■ **Given problem 1**: Reproduce word for word the part of the zgrep fallback merge proposal that begins at the words "The production retracers" and stops after the words "issues with it.".

■ **Text to read**:
┌──

Merge lp:~brian-murray/apport/zgrep-fallback into lp:~apport-hackers/apport/trunk

Proposed by Brian Murray
Status: Merged
Approved by: Martin Pitt
Approved revision: 3107
Merged at revision: 3106
Proposed branch: lp:~brian-murray/apport/zgrep-fallback
Merge into: lp:~apport-hackers/apport/trunk
Diff against target: 36 lines (+16/-3)
1 file modified
backends/packaging-apt-dpkg.py (+16/-3)
To merge this branch: bzr merge lp:~brian-murray/apport/zgrep-fallback
Reviewer Review Type Date Requested Status
Martin Pitt (community) Approve
Review via email: mp+310218@code.launchpad.net

Description of the change

The production retracers for the Error Tracker were OOM'ing regularly when trying to use zgrep to search Contents.gz for files found in the crash report. While zgrep is faster than using gzip and reading the file line by line this still seems like a good fallback option and is better than having the retrace process crash, I've implemented the proposed change in the production version of the Error Tracker and have encountered no issues with it.

└──

■ **Given problem 2**: Gather every line of the listing below that contains the string "cushion". Case counts when matching.

Items from a data source
┌──

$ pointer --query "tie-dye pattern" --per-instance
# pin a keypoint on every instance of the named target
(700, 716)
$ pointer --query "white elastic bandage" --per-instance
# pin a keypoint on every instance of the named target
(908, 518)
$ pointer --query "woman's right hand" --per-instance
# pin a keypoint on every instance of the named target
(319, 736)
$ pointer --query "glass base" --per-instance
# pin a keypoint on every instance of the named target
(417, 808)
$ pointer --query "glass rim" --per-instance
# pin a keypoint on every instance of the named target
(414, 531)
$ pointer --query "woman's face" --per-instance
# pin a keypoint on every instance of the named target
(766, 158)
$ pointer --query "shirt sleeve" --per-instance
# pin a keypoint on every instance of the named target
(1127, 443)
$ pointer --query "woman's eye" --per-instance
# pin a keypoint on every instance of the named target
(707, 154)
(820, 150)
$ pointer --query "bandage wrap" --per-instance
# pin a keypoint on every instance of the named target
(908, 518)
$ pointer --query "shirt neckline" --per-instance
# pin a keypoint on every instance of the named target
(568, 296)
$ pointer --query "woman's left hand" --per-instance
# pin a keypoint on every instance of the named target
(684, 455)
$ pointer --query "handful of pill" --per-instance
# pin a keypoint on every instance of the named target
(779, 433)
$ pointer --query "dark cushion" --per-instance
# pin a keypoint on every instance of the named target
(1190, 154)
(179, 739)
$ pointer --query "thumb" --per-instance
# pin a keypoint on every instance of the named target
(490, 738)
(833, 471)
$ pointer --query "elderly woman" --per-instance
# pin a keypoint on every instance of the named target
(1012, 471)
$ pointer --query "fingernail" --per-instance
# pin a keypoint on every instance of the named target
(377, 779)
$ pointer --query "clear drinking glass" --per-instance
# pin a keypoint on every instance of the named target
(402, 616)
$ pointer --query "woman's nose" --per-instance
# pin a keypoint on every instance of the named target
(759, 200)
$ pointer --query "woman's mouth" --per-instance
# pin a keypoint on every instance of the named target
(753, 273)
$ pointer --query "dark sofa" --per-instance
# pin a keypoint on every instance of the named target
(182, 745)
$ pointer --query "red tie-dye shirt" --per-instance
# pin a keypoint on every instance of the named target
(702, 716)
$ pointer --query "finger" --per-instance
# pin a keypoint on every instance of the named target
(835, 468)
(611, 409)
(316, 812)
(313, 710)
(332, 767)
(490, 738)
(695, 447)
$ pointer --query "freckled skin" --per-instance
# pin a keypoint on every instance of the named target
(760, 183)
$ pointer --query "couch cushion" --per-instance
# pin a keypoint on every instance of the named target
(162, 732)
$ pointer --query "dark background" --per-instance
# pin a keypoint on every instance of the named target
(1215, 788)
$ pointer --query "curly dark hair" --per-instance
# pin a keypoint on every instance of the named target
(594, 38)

└──
┌──

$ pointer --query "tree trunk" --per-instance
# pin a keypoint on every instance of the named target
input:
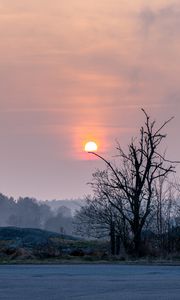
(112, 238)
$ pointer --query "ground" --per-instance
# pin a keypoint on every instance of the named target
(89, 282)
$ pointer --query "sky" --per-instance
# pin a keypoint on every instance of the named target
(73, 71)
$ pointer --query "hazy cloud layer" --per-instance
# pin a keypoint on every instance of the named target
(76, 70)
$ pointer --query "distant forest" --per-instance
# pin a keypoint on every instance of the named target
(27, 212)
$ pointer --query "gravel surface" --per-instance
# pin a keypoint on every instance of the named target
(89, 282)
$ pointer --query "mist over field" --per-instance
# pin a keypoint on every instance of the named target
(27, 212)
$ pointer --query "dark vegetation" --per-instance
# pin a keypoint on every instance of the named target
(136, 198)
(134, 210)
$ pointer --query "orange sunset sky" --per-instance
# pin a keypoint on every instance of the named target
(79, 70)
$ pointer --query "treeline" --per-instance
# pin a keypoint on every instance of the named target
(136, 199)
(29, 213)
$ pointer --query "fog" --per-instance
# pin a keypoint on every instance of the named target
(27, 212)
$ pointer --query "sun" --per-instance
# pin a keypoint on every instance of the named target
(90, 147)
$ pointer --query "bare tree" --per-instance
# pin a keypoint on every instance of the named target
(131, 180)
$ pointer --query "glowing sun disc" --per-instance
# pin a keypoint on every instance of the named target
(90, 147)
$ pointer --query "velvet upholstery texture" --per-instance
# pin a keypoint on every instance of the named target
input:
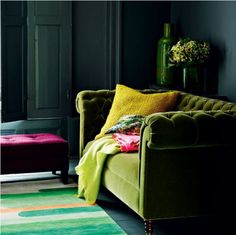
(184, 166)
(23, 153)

└──

■ **Finished answer 1**:
The production retracers for the Error Tracker were OOM'ing regularly when trying to use zgrep to search Contents.gz for files found in the crash report. While zgrep is faster than using gzip and reading the file line by line this still seems like a good fallback option and is better than having the retrace process crash, I've implemented the proposed change in the production version of the Error Tracker and have encountered no issues with it.

■ **Finished answer 2**:
$ pointer --query "dark cushion" --per-instance
$ pointer --query "couch cushion" --per-instance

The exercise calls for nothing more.